■ **Your assignment**
Produce an exact copy of the data below.

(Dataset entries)
>>>

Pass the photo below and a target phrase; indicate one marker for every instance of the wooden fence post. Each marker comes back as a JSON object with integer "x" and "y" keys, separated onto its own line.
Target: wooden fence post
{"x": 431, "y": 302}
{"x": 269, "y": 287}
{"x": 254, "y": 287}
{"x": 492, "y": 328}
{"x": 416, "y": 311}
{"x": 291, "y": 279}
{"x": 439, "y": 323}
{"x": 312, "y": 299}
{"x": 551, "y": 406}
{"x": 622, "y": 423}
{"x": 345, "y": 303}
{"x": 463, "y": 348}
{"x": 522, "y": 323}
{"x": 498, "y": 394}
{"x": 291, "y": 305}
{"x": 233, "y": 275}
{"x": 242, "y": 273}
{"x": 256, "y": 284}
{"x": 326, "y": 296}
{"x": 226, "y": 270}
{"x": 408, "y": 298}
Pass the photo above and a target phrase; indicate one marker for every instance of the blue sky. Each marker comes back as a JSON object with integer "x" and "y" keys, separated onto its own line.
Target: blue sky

<<<

■ **Response area**
Pass the photo below and a target phrase; indicate one marker for every instance of the wooden fence post. Each marker comes back as a JSON object with integer "x" and "y" keys, separated onto its own line.
Target: wooden fence post
{"x": 431, "y": 302}
{"x": 269, "y": 287}
{"x": 254, "y": 287}
{"x": 492, "y": 328}
{"x": 416, "y": 311}
{"x": 291, "y": 279}
{"x": 439, "y": 323}
{"x": 312, "y": 299}
{"x": 551, "y": 406}
{"x": 622, "y": 423}
{"x": 345, "y": 303}
{"x": 463, "y": 348}
{"x": 522, "y": 323}
{"x": 498, "y": 394}
{"x": 291, "y": 305}
{"x": 233, "y": 275}
{"x": 242, "y": 273}
{"x": 256, "y": 284}
{"x": 326, "y": 296}
{"x": 226, "y": 270}
{"x": 408, "y": 298}
Pass the photo above and a target phrase; indicate one marker for every instance of the blue sky. Each marker comes back as a JSON object with integer "x" and "y" keys, separated onto its own line.
Target: blue sky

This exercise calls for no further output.